* start *

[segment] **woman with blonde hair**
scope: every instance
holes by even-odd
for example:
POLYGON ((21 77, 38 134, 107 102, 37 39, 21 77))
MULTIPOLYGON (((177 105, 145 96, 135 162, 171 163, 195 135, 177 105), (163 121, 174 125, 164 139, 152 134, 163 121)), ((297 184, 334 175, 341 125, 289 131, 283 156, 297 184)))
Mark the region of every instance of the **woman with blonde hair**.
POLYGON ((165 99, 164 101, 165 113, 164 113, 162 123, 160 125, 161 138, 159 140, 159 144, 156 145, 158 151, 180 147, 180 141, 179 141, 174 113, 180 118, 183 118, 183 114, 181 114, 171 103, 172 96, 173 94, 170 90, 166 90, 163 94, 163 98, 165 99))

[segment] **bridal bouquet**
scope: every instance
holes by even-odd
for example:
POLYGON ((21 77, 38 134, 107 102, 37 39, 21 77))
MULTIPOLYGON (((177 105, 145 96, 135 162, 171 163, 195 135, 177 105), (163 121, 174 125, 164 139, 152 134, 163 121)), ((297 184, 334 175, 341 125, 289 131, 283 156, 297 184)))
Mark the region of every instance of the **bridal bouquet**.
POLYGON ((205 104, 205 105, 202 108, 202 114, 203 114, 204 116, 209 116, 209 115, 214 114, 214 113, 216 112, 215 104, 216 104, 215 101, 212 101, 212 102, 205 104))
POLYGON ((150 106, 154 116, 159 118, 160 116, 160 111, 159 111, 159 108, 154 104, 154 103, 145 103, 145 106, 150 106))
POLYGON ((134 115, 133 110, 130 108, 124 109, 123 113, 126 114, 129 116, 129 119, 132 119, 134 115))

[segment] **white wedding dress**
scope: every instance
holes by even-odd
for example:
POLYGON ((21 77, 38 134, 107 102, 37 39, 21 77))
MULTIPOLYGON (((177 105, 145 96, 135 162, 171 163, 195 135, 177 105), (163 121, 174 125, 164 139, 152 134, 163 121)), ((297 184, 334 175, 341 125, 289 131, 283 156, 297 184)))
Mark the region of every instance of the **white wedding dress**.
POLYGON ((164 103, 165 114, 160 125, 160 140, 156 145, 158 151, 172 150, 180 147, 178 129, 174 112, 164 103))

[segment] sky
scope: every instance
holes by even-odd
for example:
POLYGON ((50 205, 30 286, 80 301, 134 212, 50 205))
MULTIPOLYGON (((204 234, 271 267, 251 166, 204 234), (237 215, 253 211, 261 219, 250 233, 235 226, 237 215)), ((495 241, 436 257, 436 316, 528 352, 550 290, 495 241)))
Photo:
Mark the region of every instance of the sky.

* end *

| Problem description |
Put the listing, from its start through the line that contains "POLYGON ((165 99, 164", into a numbered list, and leave out any blank lines.

| Output |
1. [segment] **woman with blonde hair**
2. scope: every instance
3. holes by even-odd
4. for example:
5. POLYGON ((21 77, 38 134, 107 102, 37 39, 21 77))
6. MULTIPOLYGON (((177 105, 145 96, 135 162, 171 163, 195 135, 177 105), (163 121, 174 125, 164 139, 152 134, 163 121)), ((297 184, 334 175, 341 125, 289 131, 283 156, 297 184)))
7. Mark the region of every instance of the **woman with blonde hair**.
8. POLYGON ((165 99, 164 101, 165 113, 164 113, 162 123, 160 125, 161 138, 159 140, 159 144, 156 145, 158 151, 180 147, 180 141, 179 141, 174 113, 180 118, 183 118, 183 114, 181 114, 171 103, 172 96, 173 94, 170 90, 166 90, 163 94, 163 98, 165 99))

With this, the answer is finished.